TASK TO COMPLETE
Reproduce verbatim every line of the entries below, from the line containing "Tag the reflection" down through the final line of the entries, including both of those lines.

INPUT MATERIAL
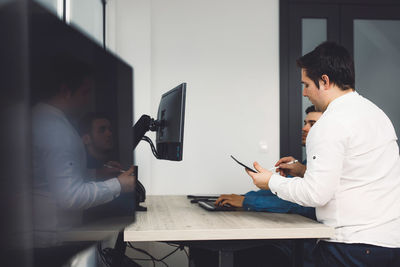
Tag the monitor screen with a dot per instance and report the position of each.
(171, 116)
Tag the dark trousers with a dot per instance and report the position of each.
(330, 254)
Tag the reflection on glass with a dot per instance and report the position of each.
(55, 6)
(314, 32)
(376, 58)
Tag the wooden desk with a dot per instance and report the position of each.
(174, 218)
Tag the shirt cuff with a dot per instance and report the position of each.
(274, 183)
(114, 186)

TASK OUTPUT
Tag the reflection on glass with a dot per instance and report the position of each.
(55, 6)
(314, 32)
(376, 58)
Tag the wooden desk with a dot per instance and report the position of each.
(174, 218)
Tag the shirt cuff with a dot per instance and report the position of each.
(274, 183)
(114, 186)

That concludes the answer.